**TEXT SHOWN:**
## Start

• 2 replies
  • Latest Post - ‏2013-08-06T11:02:26Z by ufa
29 Posts

Pinned topic GPFS and subblock I/O

‏2013-07-25T16:34:31Z |

We have been considering reimplementing our GPFS storage system (built using x3650's SAS-attached to DCS3700's) to see if we can gain some better performance by changing the fs block size, using larger inodes, etc.  To plan, we have been testing I/O performance to a DCS3700 at the block device level, so we know that while accessing data on an 8+PQ LUN performs well when accessing full stripes on stripe boundaries, accessing smaller units of storage is, well, dismal.

We know it is recommended that the stripe size match the file system block size, but then there is this notion of the "subblock".  Will GPFS ever directly access the raw block device using subblock-sized I/Os?  Or are subblocks only an allocation unit within the file system, and GPFS only does full block sized I/O to the block device?

I know I can use several stripes of the LUN to make up a file system block without losing much performance, but no where near 32!


  • dlmcnabb
    1012 Posts

    Re: GPFS and subblock I/O


    Sequential access of a file will do full block IO with prefetching and writebehind which is where you get the performance impact of wide striping and the stripe width of the RAID matches the GPFS blocksize.

## End

**LIST OF TASKS:**
a) In the GPFS thread, what kind of file access does the reply say will do full block I/O with prefetching and writebehind?
b) Duplicate the part of the GPFS thread starting with "I know I can" and going on through "the GPFS blocksize.".

**LISTED RECORDS:**

## Start

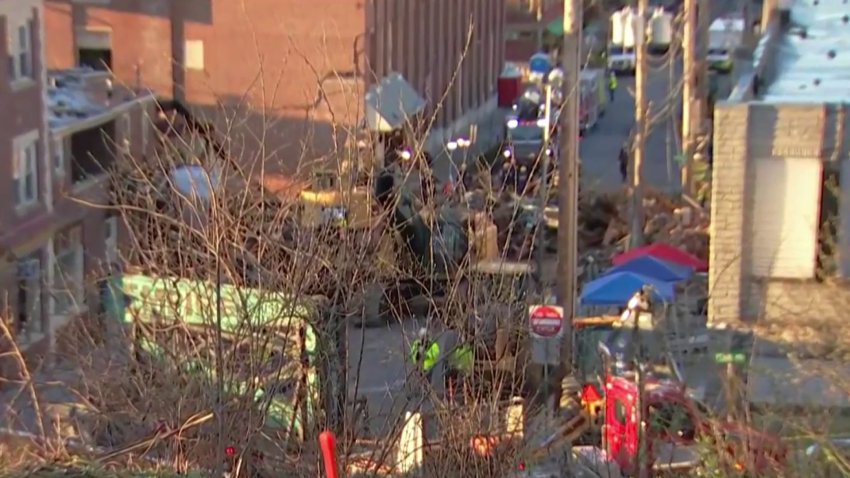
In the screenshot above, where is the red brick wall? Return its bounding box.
[45,0,176,96]
[44,0,77,70]
[176,0,365,171]
[0,7,44,232]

## End

**FINAL ANSWERS:**
a) Sequential access of a file.

b)
I know I can use several stripes of the LUN to make up a file system block without losing much performance, but no where near 32!


  • dlmcnabb
    1012 Posts

    Re: GPFS and subblock I/O


    Sequential access of a file will do full block IO with prefetching and writebehind which is where you get the performance impact of wide striping and the stripe width of the RAID matches the GPFS blocksize.